TEXT UNDER STUDY
See the [examples README](examples/README.md) for the full table of what each one demonstrates.

## Design

The ledger is **append-only** and enforced at the ORM layer: committed outputs are immutable, every liveness transition is recorded, and workers can die at any point without corrupting committed state. Planning is read-only and value-free; execution is DB-free; all writes go through one commit path. [notes/invariants.md](notes/invariants.md) is the canonical vocabulary and the eight invariants the engine guarantees; [notes/producer-model.md](notes/producer-model.md) covers the design behind sources, `expand`, and `join`.

## Project status

Pre-1.0 and moving fast: the API is unstable and there are **no migrations or backwards-compatibility shims** — schema changes mean deleting `.rubedo/` and re-running. The core model (content-addressed lanes, the four shapes, multi-source, the ledger protocol) is designed and built; hardening and polish are ongoing in [notes/TODO.md](notes/TODO.md).

## Contributing

Small fixes and discussion are welcome; larger features should start as an issue before any code — see [CONTRIBUTING.md](CONTRIBUTING.md) for setup, the verification checklist, and conventions (the short version: small commits, no compat shims, prefer deleting a concept to adding a knob).

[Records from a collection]

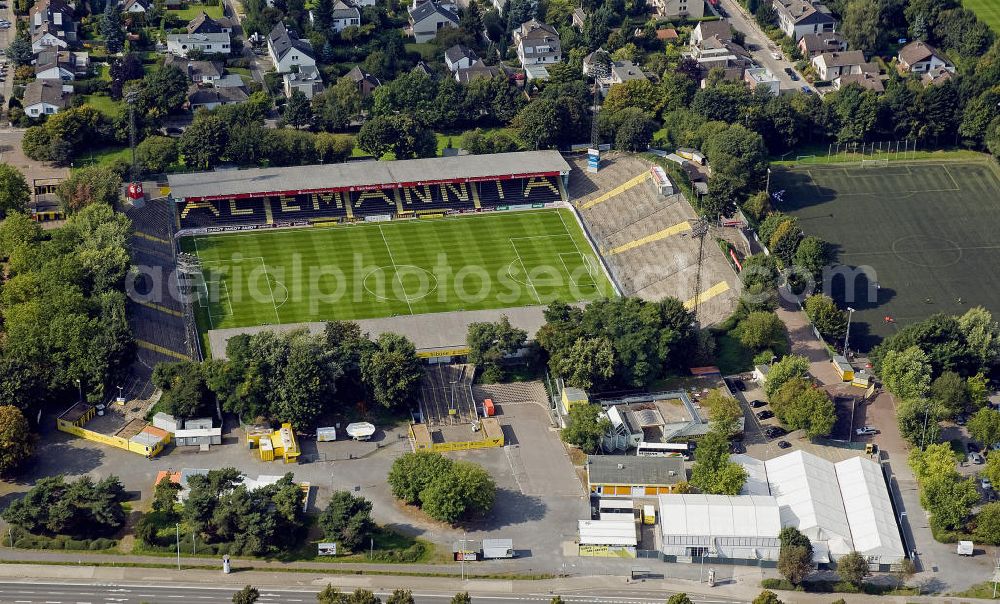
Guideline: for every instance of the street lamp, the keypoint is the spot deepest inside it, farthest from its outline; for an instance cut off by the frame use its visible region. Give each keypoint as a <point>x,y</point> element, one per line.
<point>847,334</point>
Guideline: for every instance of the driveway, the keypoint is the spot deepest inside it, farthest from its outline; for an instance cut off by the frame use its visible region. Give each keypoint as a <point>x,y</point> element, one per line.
<point>745,24</point>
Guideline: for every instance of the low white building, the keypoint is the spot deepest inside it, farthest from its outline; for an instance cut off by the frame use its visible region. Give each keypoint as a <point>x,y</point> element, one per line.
<point>210,44</point>
<point>743,528</point>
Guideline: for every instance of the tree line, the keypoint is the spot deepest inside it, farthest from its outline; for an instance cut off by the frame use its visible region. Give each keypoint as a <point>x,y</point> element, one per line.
<point>295,377</point>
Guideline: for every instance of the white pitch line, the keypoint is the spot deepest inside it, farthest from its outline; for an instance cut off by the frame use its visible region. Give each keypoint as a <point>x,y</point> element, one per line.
<point>402,288</point>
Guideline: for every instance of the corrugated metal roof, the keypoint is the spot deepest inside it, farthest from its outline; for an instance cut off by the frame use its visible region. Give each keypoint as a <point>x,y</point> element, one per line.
<point>362,174</point>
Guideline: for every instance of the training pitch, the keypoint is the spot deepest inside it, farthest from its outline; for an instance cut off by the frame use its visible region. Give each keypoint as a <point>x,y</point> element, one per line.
<point>929,231</point>
<point>384,269</point>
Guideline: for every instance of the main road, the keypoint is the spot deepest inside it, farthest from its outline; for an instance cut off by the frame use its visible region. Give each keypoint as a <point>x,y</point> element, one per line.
<point>102,593</point>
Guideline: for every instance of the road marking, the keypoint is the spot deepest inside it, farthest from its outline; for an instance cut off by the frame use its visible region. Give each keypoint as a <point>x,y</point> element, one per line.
<point>667,232</point>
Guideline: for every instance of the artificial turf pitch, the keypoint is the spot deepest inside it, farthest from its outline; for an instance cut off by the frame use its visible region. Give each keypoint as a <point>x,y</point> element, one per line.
<point>382,269</point>
<point>929,231</point>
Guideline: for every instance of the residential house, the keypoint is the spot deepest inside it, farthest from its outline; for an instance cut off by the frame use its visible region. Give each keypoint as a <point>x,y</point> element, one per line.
<point>342,17</point>
<point>831,65</point>
<point>811,45</point>
<point>308,81</point>
<point>287,50</point>
<point>199,72</point>
<point>478,70</point>
<point>209,98</point>
<point>919,57</point>
<point>136,6</point>
<point>800,17</point>
<point>711,29</point>
<point>459,56</point>
<point>203,24</point>
<point>679,9</point>
<point>937,75</point>
<point>59,65</point>
<point>868,80</point>
<point>210,44</point>
<point>537,44</point>
<point>761,77</point>
<point>366,82</point>
<point>50,23</point>
<point>427,18</point>
<point>45,97</point>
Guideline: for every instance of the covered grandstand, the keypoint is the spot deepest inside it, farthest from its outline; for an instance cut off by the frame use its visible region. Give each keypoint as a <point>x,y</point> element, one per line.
<point>368,190</point>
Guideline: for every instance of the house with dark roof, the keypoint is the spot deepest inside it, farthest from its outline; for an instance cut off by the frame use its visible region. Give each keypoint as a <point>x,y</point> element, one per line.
<point>307,81</point>
<point>50,23</point>
<point>287,50</point>
<point>480,70</point>
<point>209,97</point>
<point>209,44</point>
<point>920,57</point>
<point>45,97</point>
<point>800,17</point>
<point>203,24</point>
<point>537,44</point>
<point>366,82</point>
<point>459,56</point>
<point>428,17</point>
<point>199,72</point>
<point>811,45</point>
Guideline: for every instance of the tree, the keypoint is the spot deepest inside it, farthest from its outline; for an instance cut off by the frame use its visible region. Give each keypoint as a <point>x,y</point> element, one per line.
<point>760,330</point>
<point>585,427</point>
<point>906,373</point>
<point>853,568</point>
<point>347,520</point>
<point>156,153</point>
<point>247,595</point>
<point>16,440</point>
<point>89,185</point>
<point>391,370</point>
<point>949,390</point>
<point>491,343</point>
<point>789,367</point>
<point>204,141</point>
<point>111,29</point>
<point>795,563</point>
<point>801,406</point>
<point>165,498</point>
<point>14,191</point>
<point>590,361</point>
<point>824,314</point>
<point>400,135</point>
<point>767,597</point>
<point>713,472</point>
<point>298,111</point>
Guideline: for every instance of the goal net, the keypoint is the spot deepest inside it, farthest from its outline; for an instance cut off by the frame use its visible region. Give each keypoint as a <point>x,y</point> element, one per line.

YOUR GOAL
Output the entire README excerpt word for word. The listing has no role in this.

ANSWER
See the [examples README](examples/README.md) for the full table of what each one demonstrates.

## Design

The ledger is **append-only** and enforced at the ORM layer: committed outputs are immutable, every liveness transition is recorded, and workers can die at any point without corrupting committed state. Planning is read-only and value-free; execution is DB-free; all writes go through one commit path. [notes/invariants.md](notes/invariants.md) is the canonical vocabulary and the eight invariants the engine guarantees; [notes/producer-model.md](notes/producer-model.md) covers the design behind sources, `expand`, and `join`.

## Project status

Pre-1.0 and moving fast: the API is unstable and there are **no migrations or backwards-compatibility shims** — schema changes mean deleting `.rubedo/` and re-running. The core model (content-addressed lanes, the four shapes, multi-source, the ledger protocol) is designed and built; hardening and polish are ongoing in [notes/TODO.md](notes/TODO.md).

## Contributing

Small fixes and discussion are welcome; larger features should start as an issue before any code — see [CONTRIBUTING.md](CONTRIBUTING.md) for setup, the verification checklist, and conventions (the short version: small commits, no compat shims, prefer deleting a concept to adding a knob).